→ **Фрагмент текста**:
= = = = = = =

По пьесе большевичка должна взять верх над противником. Книппер-Чеховой, вплоть до генеральных репетировавшей роль, это не удавалось. Станиславский занимался с Книппер, не жалея времени, и дома, и на сцене. Пробовали изменить решение картины доклада: в первом варианте Судаков предполагал только кафедру и стол президиума, развернутый фронтально на зал МХАТ; Станиславский предложил дать слушателей на сцене — пусть их реакции на доклад и на речь Клары направляют реакцию театральной публики. Это не дало эффекта. Роль Клары перешла к Н. А. Соколовской.

Судаков отлично чувствовал сценизм Афиногенова, энергичную и прямую подачу мест, ждущих зрительского отклика. Он лепил мизансцену, когда руки сына, обнявшего было мать, твердели у нее на горле — зритель понимал, что скрывающий свое дворянское происхождение Цеховой готов убить, уничтожить работающую против него улику. В последней картине, когда все близилось к желанному разрешению, режиссер вводил мизансцену с точным расчетом на улыбку: старик Бородин сидел на одном крае стола, на другом конце которого сидела пионерка; слушал ее советы серьезно; она качала ногами, он качал палкой.

Особый успех выпал Борису Ливанову в роли аспиранта-казаха, вчерашнего пастуха Кимбаева, в котором смелый артист находил что-то от Ломоносова, что-то от Калибана. Дочь Бородина, скульптора-формалистку Валентину {548} играла М. А. Титова, его ученика Кастальского — М. И. Прудкин, секретаря института Варгасова — В. А. Вербицкий, перевертыша и карьериста Цехового — Б. Г. Добронравов, его жену, «выдвиженку» Елену — А. К. Тарасова, его дочь от первого брака пионерку Наташу — Е. Н. Морес. Зятя Бородина, честного профессора Боброва, играл В. Л. Ершов.

Занятый в «Страхе» В. В. Лужский скоропостижно скончался до премьеры. А. Л. Вишневскому, который заменил его в роли старика-библиотекаря — собирателя буддийских рукописей, рецензенты поставили на вид, что персонаж не вызывает ненависти и презрения. Л. И. Зуевой, которая играла несчастную старорежимную даму — мать Цехового, досталось больше: «идеалистический объективизм и гуманизм метода старого МХТ обнаружился здесь наглядно и выразительно». Но в целом «Страх», наравне с «Хлебом», приветствовали как правильный политический спектакль. Признавались: такой политической правильности от мхатовцев и не ждали.

= = = = = = =

→ **Записи к заданию**:

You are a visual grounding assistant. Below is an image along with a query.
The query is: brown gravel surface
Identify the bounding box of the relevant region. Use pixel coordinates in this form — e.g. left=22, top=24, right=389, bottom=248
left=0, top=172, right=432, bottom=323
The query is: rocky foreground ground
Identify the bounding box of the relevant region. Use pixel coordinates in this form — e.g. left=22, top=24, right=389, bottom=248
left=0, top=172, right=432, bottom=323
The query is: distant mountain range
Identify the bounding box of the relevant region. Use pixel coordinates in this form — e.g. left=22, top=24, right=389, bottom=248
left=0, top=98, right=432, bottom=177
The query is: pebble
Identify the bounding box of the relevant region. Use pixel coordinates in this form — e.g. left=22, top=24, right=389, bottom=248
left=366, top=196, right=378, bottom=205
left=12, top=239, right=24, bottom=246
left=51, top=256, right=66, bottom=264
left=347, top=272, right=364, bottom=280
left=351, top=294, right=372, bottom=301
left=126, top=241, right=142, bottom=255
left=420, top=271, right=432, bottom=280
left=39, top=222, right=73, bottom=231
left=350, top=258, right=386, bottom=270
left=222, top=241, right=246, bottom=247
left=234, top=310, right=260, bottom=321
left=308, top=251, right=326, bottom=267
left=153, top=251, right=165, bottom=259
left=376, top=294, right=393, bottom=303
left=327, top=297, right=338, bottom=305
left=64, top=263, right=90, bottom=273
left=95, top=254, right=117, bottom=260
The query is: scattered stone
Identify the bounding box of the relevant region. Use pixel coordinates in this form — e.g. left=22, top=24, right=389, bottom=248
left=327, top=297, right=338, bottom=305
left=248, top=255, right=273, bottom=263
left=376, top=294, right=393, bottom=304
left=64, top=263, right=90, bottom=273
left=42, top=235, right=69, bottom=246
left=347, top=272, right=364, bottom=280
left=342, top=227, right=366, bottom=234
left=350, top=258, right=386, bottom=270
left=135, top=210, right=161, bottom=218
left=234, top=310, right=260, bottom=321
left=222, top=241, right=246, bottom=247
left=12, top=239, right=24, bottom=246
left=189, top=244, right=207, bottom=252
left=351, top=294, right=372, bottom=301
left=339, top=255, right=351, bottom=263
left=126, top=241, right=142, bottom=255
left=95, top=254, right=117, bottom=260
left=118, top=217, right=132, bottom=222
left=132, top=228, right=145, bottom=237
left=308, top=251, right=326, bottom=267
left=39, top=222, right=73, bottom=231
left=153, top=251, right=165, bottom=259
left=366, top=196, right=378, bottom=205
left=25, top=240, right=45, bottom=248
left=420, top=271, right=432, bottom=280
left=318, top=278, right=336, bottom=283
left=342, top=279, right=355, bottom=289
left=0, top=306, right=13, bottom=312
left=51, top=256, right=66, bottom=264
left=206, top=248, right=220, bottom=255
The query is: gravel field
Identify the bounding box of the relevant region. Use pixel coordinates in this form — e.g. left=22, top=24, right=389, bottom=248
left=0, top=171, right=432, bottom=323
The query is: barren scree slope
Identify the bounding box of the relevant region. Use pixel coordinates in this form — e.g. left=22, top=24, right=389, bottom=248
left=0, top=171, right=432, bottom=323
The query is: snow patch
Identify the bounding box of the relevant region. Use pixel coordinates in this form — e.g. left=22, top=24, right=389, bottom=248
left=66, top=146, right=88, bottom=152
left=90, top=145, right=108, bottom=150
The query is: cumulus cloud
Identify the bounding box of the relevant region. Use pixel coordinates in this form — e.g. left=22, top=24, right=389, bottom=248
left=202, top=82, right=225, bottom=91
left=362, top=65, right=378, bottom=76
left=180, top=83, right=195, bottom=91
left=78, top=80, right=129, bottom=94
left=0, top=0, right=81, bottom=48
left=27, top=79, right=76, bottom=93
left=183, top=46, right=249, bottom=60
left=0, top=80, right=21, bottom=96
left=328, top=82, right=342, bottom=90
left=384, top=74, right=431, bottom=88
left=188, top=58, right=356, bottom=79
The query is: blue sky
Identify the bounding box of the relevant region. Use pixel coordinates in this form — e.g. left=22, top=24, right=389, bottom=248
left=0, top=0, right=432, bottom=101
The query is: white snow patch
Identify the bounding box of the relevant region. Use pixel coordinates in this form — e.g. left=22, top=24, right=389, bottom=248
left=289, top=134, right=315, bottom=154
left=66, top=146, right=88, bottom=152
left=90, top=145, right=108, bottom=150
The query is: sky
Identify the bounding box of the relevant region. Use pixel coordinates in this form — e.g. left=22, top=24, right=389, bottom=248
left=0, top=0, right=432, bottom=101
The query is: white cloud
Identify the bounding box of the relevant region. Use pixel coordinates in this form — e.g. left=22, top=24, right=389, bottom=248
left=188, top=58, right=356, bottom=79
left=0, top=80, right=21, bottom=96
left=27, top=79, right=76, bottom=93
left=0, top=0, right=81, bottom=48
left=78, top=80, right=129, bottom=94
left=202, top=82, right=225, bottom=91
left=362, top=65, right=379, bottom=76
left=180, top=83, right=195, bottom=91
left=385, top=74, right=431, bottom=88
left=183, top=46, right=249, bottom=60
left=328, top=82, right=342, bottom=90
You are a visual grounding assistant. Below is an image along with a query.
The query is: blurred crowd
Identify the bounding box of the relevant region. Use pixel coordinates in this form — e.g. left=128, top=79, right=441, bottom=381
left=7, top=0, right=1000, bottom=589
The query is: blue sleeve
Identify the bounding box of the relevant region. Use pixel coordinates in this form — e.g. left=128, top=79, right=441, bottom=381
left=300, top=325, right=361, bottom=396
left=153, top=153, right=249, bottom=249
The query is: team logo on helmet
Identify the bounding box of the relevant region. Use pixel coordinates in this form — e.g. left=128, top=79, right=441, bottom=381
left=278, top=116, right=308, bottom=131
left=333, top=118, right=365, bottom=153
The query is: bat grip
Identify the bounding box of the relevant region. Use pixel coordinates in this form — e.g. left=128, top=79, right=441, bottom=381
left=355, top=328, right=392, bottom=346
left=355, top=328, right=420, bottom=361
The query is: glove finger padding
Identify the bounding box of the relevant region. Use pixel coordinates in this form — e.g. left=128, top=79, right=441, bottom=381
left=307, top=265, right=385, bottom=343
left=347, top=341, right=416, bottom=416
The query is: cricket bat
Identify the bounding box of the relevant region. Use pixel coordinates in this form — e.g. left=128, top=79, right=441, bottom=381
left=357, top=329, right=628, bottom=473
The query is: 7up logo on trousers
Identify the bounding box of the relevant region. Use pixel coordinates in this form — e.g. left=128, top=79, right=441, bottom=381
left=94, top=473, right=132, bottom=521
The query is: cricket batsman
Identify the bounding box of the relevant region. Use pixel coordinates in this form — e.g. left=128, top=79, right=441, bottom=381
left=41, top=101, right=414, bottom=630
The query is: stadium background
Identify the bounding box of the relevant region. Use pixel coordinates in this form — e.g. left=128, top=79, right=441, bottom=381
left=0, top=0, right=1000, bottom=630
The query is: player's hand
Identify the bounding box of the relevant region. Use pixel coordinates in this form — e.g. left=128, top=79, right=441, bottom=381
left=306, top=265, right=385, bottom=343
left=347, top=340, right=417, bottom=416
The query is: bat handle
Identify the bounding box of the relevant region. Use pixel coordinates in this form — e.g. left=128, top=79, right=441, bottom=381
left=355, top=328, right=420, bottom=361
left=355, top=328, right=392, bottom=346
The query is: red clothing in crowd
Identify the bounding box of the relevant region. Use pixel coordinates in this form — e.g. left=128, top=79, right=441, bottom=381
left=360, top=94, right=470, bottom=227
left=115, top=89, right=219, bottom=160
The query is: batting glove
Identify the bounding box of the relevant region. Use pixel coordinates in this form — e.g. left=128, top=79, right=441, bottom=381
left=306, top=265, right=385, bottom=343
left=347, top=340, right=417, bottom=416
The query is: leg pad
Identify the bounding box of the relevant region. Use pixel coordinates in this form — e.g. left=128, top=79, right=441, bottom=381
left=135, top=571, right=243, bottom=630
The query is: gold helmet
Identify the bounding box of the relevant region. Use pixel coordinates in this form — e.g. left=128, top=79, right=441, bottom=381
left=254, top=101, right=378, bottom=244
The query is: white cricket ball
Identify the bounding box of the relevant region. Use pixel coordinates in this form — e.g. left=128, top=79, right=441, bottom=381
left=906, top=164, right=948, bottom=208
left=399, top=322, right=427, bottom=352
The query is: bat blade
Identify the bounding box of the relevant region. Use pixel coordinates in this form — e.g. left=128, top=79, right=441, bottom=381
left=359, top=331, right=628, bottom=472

= = = = = = =

→ **Задания к выполнению**:
A. Процитируйте отрывок из фрагмента о постановке «Страха», начиная со слов «Судаков отлично чувствовал» и заканчивая словами «он качал палкой.».
B. Приведите записи, начиная с самой первой строки и заканчивая строкой, содержащей «left=0, top=98, right=432, bottom=177», включительно, заменив в них «bounding box» на «bounding rectangle» и сохранив всё остальное без изменений. Выведите только эти строки.

→ **Ответы по порядку**:
A.
Судаков отлично чувствовал сценизм Афиногенова, энергичную и прямую подачу мест, ждущих зрительского отклика. Он лепил мизансцену, когда руки сына, обнявшего было мать, твердели у нее на горле — зритель понимал, что скрывающий свое дворянское происхождение Цеховой готов убить, уничтожить работающую против него улику. В последней картине, когда все близилось к желанному разрешению, режиссер вводил мизансцену с точным расчетом на улыбку: старик Бородин сидел на одном крае стола, на другом конце которого сидела пионерка; слушал ее советы серьезно; она качала ногами, он качал палкой.

B.
You are a visual grounding assistant. Below is an image along with a query.
The query is: brown gravel surface
Identify the bounding rectangle of the relevant region. Use pixel coordinates in this form — e.g. left=22, top=24, right=389, bottom=248
left=0, top=172, right=432, bottom=323
The query is: rocky foreground ground
Identify the bounding rectangle of the relevant region. Use pixel coordinates in this form — e.g. left=22, top=24, right=389, bottom=248
left=0, top=172, right=432, bottom=323
The query is: distant mountain range
Identify the bounding rectangle of the relevant region. Use pixel coordinates in this form — e.g. left=22, top=24, right=389, bottom=248
left=0, top=98, right=432, bottom=177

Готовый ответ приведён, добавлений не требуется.